__TASK GOAL__. A faithful, complete copy of the records is required.

==========

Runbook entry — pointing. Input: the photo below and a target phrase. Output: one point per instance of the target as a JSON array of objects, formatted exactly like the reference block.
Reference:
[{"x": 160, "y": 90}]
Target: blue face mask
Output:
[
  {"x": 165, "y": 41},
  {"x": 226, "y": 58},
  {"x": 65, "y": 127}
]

==========

__YOUR RESPONSE__.
Runbook entry — pointing. Input: the photo below and a target phrase. Output: one point per instance of the target as a JSON array of objects, formatted exactly like the reference block.
Reference:
[{"x": 160, "y": 90}]
Target: blue face mask
Output:
[
  {"x": 165, "y": 41},
  {"x": 226, "y": 58},
  {"x": 65, "y": 127}
]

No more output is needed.